Data for review:
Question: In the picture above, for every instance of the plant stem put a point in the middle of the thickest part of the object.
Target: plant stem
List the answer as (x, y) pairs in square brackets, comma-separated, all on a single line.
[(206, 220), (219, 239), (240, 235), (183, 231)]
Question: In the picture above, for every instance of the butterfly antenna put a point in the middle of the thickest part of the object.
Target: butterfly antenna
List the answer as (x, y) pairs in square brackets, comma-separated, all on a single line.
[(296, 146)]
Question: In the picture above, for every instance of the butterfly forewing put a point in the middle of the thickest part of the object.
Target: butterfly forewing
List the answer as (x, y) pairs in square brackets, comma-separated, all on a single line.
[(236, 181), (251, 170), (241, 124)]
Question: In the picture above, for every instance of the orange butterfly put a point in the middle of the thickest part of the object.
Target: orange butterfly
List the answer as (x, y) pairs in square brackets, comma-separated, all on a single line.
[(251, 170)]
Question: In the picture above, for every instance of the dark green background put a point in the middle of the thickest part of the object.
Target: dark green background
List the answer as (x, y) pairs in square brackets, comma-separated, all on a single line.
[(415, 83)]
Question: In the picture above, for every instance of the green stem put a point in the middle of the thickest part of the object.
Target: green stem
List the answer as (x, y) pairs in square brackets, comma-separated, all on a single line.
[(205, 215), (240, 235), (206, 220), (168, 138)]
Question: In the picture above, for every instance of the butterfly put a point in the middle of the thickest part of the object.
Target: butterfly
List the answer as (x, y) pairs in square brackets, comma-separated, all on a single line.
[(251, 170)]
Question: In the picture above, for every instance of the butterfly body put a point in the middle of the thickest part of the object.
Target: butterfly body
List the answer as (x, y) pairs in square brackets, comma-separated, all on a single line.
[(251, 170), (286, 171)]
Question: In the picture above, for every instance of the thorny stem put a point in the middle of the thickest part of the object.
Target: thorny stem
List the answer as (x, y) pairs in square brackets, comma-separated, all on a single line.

Assigned task:
Write back every line of the material exactly as it was provided.

Final answer:
Question: In the picture above, for every instance of the plant stem put a point in the middle of the thickest part of the object.
Target: plant stem
List the answer as (x, y) pairs in square brackets, comma-separated, all on a single line.
[(206, 220), (219, 239), (240, 235), (183, 231)]
Question: In the picture above, for every instance of the butterfly antenna put a point in the middle of the thickest part of the object.
Target: butterfly antenna
List the answer as (x, y) pairs in square brackets, comma-separated, all on a single line.
[(296, 146)]
Question: In the picture above, for every instance of the butterfly forewing put a point in the middle of the thickest part of the object.
Target: butterfly forewing
List the answer as (x, y) pairs in square brackets, comma-separated, all on a single line.
[(236, 181), (251, 170), (241, 124)]
Question: In the picture above, for every instance of the orange butterfly put a point in the middle of the thickest part of the object.
Target: orange butterfly
List the answer as (x, y) pairs in square brackets, comma-separated, all on a single line.
[(251, 170)]
Question: In the picture above, for every instance of the dark green background put a point in the middle of the thickest part of the object.
Target: dark green background
List the answer as (x, y) pairs in square brackets, comma-separated, all on a single line.
[(415, 83)]
Question: In the picture above, for every instance of the green stem put a point in the middle of the thickest part of the object.
Target: green stem
List the answer as (x, y) pairs in square brackets, comma-separated, all on a single line.
[(205, 215), (240, 235), (206, 220), (168, 138)]
Question: In the picture above, for every instance of the butterfly put a point in the middle of the thickest part of the object.
Target: butterfly
List the answer as (x, y) pairs in square brackets, comma-separated, all on a single line.
[(251, 170)]
Question: In the picture above, for every instance of the butterfly body put a point in the middle of the thickest part of the object.
Target: butterfly body
List the answer as (x, y) pairs in square brackets, comma-separated, all on a single line.
[(251, 170), (286, 171)]
Question: In the picture above, for every instance of the thorny stem put a point in the middle of the thickest part of the object.
Target: thorny stem
List the answer as (x, y) pairs in square brackets, comma-separated, all on a single line.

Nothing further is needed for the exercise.